**The problem**
Exactly reproduce the lines beginning with the line that includes "Teacher note: locate the rock" and ending with the last line of the data.

[Location identification items]
____________________

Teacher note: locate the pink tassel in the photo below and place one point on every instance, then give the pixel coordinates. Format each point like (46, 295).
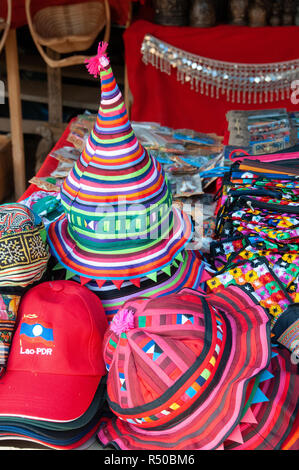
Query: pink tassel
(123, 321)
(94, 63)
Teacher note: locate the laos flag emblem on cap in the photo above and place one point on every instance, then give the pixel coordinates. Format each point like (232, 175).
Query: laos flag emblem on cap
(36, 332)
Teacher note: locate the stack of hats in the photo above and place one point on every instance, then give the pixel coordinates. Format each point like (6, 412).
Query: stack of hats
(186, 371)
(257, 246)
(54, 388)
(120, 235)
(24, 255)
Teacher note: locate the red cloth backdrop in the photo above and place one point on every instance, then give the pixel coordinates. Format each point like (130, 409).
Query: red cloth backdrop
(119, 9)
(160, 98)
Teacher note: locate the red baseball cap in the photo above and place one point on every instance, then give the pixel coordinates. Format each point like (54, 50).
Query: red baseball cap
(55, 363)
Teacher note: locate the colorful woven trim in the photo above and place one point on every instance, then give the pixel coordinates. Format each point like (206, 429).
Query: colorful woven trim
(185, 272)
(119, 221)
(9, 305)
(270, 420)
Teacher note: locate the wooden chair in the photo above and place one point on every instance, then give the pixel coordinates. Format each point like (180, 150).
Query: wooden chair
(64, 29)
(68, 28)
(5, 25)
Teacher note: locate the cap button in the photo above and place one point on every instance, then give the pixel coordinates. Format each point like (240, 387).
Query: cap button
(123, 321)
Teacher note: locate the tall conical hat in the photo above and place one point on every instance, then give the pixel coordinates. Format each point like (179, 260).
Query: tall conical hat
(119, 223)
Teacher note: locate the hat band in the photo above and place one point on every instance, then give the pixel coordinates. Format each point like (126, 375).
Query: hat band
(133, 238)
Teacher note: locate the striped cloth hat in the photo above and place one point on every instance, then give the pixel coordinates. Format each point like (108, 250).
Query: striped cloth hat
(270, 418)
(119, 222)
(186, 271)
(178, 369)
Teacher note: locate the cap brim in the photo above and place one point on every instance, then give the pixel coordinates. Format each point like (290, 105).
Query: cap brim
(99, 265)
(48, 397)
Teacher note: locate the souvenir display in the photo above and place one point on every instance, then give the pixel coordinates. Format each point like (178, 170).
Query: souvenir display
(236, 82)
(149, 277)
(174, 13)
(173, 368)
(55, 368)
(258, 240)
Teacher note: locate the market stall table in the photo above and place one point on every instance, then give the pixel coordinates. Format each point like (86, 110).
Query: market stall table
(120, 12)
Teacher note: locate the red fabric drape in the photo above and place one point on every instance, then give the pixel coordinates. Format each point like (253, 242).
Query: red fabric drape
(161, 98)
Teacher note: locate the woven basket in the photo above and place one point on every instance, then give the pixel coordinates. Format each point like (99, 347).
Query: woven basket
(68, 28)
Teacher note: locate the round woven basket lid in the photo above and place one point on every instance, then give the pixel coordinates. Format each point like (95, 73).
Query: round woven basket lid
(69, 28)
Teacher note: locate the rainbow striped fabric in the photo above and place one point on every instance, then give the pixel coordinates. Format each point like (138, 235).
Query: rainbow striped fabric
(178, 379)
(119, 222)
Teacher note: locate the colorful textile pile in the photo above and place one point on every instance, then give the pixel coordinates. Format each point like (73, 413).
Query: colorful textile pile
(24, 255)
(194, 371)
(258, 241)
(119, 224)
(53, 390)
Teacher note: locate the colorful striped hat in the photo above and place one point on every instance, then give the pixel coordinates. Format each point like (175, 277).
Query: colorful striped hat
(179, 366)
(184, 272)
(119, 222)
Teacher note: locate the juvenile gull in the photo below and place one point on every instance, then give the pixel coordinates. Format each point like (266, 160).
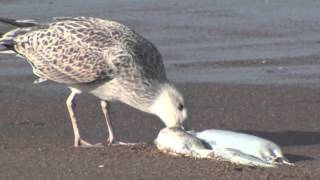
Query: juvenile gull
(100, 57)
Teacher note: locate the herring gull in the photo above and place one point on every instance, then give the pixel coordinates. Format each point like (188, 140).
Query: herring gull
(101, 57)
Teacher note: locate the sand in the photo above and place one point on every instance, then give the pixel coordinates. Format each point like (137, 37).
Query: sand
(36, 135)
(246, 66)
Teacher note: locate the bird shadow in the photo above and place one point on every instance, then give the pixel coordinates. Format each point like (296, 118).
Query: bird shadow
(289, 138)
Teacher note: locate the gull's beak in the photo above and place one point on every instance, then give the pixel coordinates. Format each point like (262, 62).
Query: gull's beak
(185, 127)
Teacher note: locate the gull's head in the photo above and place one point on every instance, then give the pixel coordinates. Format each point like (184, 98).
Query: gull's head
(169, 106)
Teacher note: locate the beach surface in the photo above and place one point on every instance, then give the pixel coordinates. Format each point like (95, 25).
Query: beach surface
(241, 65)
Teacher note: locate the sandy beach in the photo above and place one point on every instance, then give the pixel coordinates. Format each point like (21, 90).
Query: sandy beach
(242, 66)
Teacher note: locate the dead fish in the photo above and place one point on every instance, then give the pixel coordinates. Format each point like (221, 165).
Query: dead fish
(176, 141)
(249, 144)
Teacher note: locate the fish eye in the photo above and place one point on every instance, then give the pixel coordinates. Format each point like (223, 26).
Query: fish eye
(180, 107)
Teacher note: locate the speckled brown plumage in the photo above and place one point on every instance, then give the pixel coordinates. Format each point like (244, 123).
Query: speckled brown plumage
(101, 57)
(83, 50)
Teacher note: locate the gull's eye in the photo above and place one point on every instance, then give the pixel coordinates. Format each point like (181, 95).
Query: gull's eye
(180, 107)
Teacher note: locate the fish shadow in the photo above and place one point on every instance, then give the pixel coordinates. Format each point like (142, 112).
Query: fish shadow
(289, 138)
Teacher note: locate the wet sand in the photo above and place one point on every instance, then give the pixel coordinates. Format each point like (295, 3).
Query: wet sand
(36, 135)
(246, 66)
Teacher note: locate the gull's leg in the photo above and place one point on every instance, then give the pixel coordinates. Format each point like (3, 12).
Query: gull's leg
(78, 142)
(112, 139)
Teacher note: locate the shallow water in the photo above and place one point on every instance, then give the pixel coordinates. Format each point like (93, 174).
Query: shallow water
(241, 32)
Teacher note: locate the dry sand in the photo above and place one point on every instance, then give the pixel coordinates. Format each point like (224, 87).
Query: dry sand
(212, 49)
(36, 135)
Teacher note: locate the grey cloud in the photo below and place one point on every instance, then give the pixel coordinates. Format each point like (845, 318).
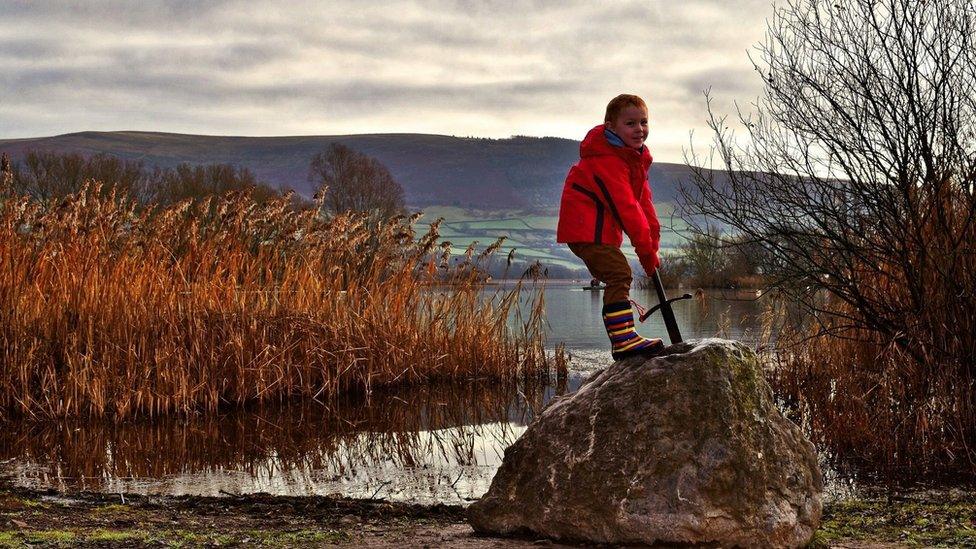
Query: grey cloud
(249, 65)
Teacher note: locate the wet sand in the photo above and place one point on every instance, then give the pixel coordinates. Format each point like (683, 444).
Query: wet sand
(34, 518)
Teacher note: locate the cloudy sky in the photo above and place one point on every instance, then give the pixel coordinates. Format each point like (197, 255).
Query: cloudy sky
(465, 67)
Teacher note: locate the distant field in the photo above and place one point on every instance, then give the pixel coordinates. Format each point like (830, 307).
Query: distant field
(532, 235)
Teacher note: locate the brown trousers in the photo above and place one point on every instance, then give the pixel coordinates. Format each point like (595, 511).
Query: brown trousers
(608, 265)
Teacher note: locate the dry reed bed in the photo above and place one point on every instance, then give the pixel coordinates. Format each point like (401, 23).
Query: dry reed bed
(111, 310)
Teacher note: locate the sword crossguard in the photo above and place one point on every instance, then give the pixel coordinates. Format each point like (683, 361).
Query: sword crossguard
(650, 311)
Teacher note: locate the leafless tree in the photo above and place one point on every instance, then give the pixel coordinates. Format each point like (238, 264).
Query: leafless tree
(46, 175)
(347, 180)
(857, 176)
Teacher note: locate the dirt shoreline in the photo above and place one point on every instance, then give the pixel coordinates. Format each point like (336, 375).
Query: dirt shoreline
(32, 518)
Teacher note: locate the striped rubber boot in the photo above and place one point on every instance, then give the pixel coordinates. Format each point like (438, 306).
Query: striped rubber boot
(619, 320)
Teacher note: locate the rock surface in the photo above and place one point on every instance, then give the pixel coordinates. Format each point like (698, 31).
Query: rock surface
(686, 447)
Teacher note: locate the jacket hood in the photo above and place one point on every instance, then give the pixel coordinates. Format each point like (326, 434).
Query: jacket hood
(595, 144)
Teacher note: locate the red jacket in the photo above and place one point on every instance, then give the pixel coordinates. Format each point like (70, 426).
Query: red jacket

____________________

**Exercise result**
Teacher note: locate the rock surface in the photo above and place one point on every instance, then give the pixel coordinates. Format each point like (698, 31).
Query: rock surface
(686, 447)
Teacher note: locate the jacket hood in the photo above and place one point on every instance, then give the pixel coordinates. Format each point like (326, 434).
Query: jacket hood
(595, 144)
Teacher note: locate the red jacket in the photo above and place one point on every instance, then give the pixel coordinates. Format each point like (70, 426).
Query: red jacket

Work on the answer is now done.